§ Work to complete
Although the records include pictures, the copy should not; write out exactly the lines from the first through the line with "pixel 733 260".

---------- Records shown

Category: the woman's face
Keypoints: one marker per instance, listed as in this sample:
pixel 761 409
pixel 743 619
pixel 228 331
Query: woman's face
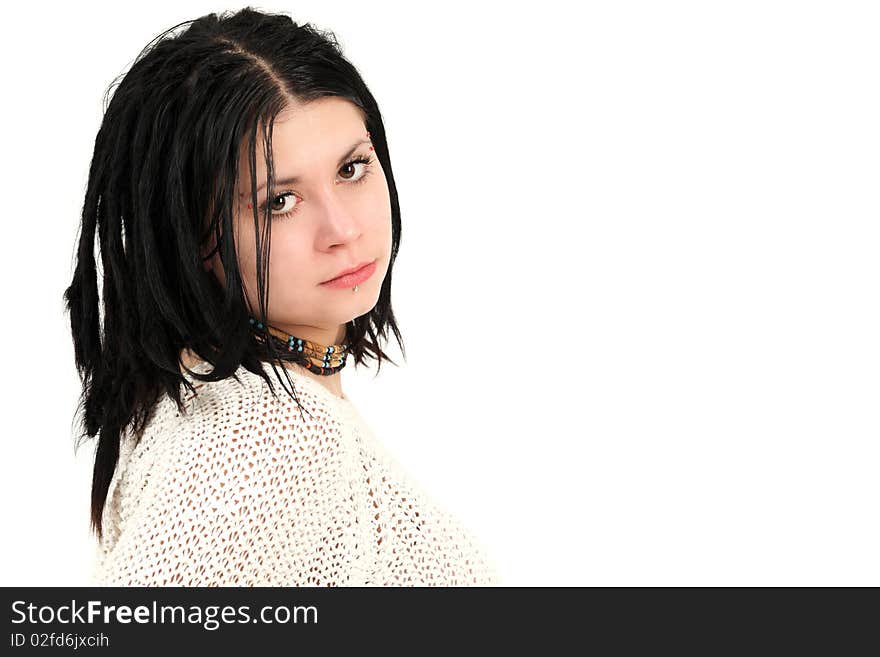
pixel 334 216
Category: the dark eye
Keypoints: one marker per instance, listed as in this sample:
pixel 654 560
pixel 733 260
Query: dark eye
pixel 281 204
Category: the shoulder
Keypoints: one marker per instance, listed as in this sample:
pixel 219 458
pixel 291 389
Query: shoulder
pixel 236 429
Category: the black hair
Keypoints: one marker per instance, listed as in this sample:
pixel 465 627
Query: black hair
pixel 177 118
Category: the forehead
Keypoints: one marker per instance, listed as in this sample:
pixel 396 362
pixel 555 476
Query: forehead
pixel 308 133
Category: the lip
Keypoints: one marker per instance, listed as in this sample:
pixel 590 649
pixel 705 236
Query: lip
pixel 353 275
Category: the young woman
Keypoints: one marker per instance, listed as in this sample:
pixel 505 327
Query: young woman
pixel 242 131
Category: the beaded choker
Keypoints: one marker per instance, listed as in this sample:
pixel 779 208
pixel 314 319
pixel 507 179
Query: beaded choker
pixel 317 358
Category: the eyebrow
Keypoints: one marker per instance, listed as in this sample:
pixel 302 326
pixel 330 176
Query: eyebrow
pixel 290 180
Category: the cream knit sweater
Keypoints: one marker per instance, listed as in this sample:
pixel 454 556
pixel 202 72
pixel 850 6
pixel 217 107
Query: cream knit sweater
pixel 243 490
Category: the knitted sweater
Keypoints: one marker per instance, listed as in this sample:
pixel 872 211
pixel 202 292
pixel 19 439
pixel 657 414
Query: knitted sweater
pixel 246 490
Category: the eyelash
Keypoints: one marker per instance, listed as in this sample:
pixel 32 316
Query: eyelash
pixel 367 161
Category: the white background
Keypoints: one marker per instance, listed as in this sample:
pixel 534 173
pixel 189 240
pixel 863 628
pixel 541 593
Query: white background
pixel 638 279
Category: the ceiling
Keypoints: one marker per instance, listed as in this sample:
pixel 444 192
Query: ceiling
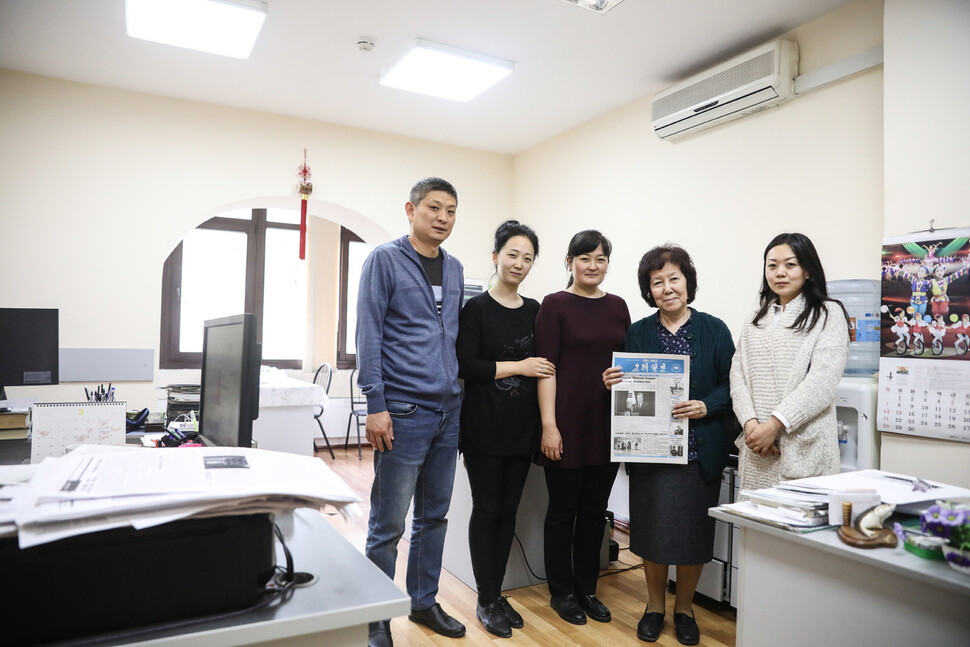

--------------------

§ Result of the exercise
Category: the woman's face
Keypoints: one marker per instance, listed as in this sample:
pixel 761 409
pixel 743 619
pixel 228 331
Query: woman's face
pixel 334 216
Category: the dark eye
Keypoints: one marker per instance, listed as in this sample:
pixel 654 560
pixel 733 260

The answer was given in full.